** Stored data follows **
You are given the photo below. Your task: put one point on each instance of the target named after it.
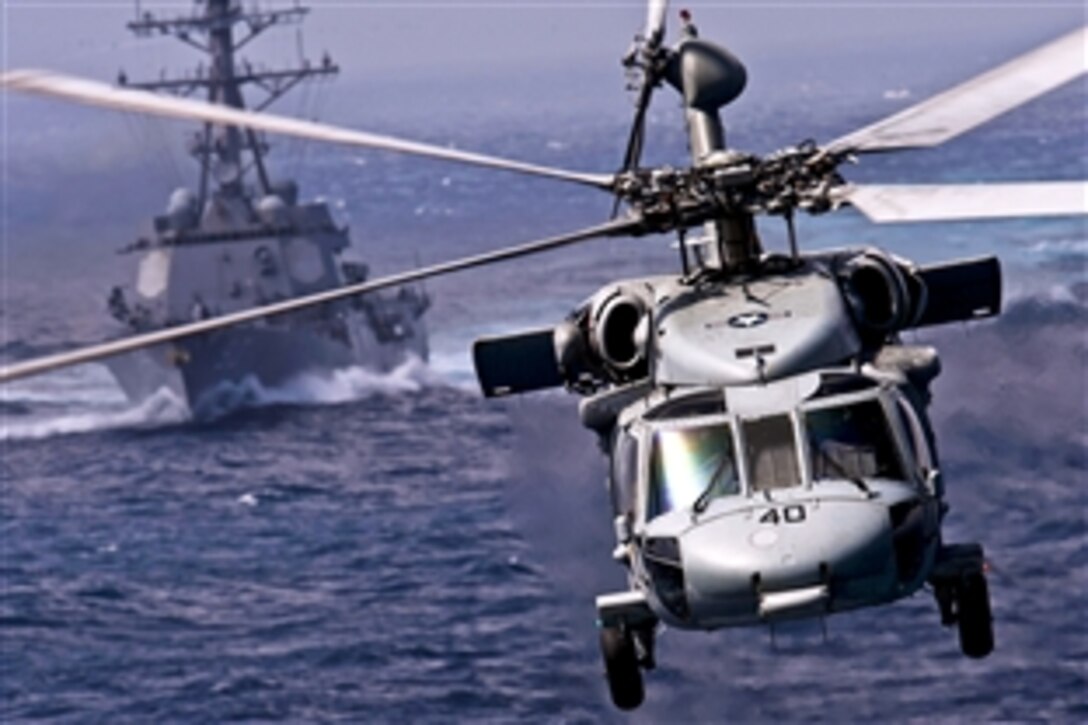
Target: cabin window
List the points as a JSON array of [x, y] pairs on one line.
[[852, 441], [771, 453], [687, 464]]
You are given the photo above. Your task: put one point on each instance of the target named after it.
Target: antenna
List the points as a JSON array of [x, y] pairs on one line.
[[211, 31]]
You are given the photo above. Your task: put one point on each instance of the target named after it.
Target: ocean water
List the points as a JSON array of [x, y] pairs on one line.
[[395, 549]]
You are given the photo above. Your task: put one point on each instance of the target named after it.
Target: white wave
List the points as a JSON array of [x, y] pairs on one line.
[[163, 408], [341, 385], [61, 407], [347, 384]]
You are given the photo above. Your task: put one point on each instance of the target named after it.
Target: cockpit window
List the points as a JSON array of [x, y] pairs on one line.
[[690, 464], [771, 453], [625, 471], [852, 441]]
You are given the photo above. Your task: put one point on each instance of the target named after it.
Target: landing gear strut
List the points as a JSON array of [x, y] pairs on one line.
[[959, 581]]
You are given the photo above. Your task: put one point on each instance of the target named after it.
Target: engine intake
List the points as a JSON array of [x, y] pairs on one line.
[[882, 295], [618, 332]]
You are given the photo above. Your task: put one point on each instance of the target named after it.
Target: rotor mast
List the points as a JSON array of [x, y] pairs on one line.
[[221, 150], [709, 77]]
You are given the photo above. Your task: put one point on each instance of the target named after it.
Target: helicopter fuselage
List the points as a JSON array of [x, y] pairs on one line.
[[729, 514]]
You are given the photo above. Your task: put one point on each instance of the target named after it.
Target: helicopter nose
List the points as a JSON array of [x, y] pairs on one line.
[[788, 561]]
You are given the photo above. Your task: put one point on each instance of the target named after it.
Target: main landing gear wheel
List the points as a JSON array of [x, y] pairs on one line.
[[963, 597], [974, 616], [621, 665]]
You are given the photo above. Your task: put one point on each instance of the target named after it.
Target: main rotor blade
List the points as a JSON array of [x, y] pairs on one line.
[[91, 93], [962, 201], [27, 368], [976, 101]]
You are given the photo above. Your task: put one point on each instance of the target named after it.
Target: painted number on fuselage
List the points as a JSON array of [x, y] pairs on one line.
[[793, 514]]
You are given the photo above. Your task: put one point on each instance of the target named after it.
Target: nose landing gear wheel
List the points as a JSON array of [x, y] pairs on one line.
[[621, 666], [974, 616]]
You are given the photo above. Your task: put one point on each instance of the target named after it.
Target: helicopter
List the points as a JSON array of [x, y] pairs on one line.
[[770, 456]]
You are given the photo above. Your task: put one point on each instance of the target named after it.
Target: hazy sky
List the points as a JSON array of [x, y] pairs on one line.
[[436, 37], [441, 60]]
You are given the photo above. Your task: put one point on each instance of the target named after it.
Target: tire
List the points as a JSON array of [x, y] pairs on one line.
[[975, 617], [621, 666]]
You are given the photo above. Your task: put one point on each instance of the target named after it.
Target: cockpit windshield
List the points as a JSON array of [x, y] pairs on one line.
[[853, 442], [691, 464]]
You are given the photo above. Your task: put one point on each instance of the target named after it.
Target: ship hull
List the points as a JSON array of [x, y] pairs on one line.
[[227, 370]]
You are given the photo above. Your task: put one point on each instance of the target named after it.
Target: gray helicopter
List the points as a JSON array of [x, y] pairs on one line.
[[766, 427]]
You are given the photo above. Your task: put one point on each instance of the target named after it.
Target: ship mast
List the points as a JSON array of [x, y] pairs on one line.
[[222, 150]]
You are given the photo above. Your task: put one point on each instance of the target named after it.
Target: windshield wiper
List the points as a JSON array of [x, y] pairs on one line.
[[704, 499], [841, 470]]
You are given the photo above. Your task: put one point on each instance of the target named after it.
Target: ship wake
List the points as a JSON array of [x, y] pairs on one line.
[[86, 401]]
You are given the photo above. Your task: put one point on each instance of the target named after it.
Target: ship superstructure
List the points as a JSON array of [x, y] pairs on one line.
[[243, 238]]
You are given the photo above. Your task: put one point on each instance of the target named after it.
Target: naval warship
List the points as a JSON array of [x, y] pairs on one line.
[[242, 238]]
** End of Stored data **
** Stored data follows **
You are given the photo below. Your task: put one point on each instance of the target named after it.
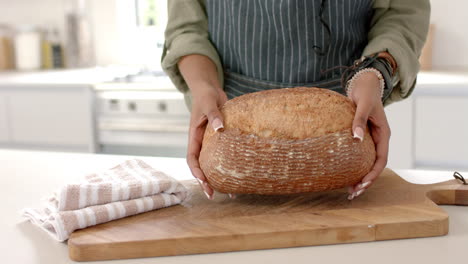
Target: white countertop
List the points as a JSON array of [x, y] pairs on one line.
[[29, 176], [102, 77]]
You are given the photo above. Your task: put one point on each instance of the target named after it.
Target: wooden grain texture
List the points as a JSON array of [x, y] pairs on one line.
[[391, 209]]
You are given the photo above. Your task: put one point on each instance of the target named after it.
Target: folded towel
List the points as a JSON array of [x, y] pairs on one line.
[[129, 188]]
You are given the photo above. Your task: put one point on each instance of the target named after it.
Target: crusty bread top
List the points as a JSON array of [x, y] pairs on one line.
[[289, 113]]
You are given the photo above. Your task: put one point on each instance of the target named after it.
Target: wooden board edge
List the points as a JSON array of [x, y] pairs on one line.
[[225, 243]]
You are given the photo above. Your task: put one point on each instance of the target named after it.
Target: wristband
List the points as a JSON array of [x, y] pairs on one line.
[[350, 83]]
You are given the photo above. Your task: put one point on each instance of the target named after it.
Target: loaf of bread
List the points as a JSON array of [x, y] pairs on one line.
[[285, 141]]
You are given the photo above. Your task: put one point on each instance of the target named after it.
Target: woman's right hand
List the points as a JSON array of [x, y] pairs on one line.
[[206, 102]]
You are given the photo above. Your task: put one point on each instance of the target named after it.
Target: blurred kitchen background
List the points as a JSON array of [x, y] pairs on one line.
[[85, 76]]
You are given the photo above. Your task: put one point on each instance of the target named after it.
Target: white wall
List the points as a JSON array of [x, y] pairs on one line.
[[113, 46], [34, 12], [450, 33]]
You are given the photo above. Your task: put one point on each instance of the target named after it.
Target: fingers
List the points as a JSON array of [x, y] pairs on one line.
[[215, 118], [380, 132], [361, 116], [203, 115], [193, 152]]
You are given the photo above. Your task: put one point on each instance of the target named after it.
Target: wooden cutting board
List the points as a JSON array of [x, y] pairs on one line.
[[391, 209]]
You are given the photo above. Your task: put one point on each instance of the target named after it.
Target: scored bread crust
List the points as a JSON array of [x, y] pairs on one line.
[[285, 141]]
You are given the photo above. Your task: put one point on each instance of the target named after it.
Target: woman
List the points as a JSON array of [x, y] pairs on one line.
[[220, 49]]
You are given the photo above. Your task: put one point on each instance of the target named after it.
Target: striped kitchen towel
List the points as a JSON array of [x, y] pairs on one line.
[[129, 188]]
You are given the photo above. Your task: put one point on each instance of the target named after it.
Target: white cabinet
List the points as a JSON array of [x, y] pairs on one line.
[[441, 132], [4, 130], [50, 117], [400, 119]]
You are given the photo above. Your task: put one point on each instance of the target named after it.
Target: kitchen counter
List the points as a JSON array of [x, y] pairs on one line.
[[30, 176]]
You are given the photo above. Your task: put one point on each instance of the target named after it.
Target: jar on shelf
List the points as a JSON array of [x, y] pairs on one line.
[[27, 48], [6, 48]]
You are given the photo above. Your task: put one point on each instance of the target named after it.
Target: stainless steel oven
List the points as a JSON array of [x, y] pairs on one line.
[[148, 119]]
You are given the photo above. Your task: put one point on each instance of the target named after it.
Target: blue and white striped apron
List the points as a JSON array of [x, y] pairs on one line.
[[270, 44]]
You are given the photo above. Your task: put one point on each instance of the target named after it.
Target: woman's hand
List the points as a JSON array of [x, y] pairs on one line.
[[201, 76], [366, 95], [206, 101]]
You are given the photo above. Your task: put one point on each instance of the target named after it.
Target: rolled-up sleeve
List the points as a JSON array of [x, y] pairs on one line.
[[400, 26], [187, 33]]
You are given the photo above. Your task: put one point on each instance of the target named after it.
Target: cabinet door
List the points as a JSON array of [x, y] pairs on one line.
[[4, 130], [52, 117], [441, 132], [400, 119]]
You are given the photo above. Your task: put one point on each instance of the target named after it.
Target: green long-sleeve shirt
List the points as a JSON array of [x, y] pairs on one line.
** End of Stored data **
**Goal of the exercise:** Find each line in the records holding the string "wheel" and show it.

**Output below:**
Target: main landing gear wheel
Target: nose landing gear wheel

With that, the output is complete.